Written tasks>
**A)** Answer these questions using the forum thread:
(i) How does the post describe the weather in Ireland?
(ii) What does the post say Dublin does not have?
(iii) According to the post, what is the real state of the Irish language?
**B)** Repeat the passage of the forum thread from "- The weather" up to and including "skyscraper, not one!", keeping every word and mark unchanged.

At least from what I understand most of the talk amongst the French is sophisticated. Most Americans have the I.Q. of a rock (wait, I apologize to the rocks.  )


----------



## PedroAznar

Ireland:

- The weather is dire

- A surprisingly large number of idiots are bigoted against immigrants, which is kind of ironic considering our history

- Public transport is generally crap

- Dublin dosen't have one decent skyscraper, not one!

- Many people here persist in believing Irish is still our national language when, in reality, it is almost dead.

- The amount of poor and homeless people on the streets is criminal in this day in age.

Supplied information>
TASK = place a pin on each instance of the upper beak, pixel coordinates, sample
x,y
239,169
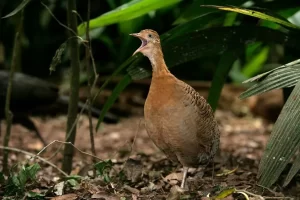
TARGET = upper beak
x,y
135,34
138,35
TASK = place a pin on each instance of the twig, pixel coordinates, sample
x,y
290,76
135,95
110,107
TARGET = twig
x,y
89,71
61,142
133,142
8,113
74,86
34,156
273,192
259,196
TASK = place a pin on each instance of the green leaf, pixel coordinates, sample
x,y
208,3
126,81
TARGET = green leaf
x,y
2,179
17,9
194,10
208,42
225,193
284,76
284,141
261,15
220,76
131,10
293,171
110,101
35,195
254,65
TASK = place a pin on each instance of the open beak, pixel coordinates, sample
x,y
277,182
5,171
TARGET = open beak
x,y
144,42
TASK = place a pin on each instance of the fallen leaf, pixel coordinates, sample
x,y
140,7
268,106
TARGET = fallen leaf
x,y
173,178
227,172
66,197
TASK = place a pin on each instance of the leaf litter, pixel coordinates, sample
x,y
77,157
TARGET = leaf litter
x,y
131,167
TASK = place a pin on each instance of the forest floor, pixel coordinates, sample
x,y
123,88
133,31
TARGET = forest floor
x,y
133,168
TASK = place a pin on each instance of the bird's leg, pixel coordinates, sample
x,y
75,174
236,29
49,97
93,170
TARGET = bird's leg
x,y
185,170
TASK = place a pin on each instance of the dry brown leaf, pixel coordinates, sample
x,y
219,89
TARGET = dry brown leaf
x,y
131,189
175,193
66,197
104,196
173,178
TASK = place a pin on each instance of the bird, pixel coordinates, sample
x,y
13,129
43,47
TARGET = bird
x,y
178,119
34,96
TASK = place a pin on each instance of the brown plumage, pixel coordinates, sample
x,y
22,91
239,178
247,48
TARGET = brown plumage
x,y
178,120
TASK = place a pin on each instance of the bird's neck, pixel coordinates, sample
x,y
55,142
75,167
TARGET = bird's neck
x,y
159,66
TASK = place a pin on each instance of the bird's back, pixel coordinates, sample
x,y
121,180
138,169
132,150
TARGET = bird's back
x,y
180,122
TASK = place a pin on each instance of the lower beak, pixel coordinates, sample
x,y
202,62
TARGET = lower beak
x,y
135,34
138,35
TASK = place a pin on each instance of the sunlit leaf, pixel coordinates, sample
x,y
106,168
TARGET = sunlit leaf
x,y
293,171
130,10
194,10
17,9
284,141
210,42
254,13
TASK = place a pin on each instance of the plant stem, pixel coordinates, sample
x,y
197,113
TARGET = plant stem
x,y
74,86
91,76
8,113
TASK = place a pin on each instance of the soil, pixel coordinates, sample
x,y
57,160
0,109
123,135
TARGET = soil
x,y
136,169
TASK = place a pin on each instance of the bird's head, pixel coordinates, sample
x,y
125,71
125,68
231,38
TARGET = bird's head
x,y
150,42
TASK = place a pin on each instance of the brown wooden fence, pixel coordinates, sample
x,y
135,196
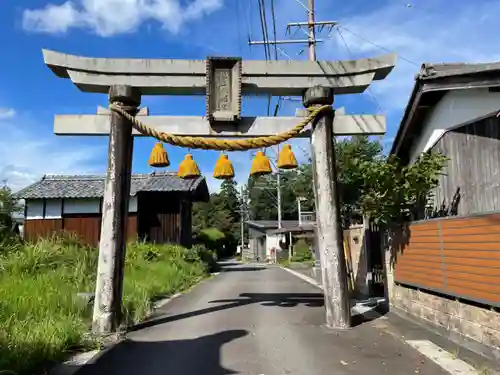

Solutions to the problems>
**A)**
(i) It is dire.
(ii) Dublin does not have one decent skyscraper.
(iii) It is almost dead.

**B)**
- The weather is dire

- A surprisingly large number of idiots are bigoted against immigrants, which is kind of ironic considering our history

- Public transport is generally crap

- Dublin dosen't have one decent skyscraper, not one!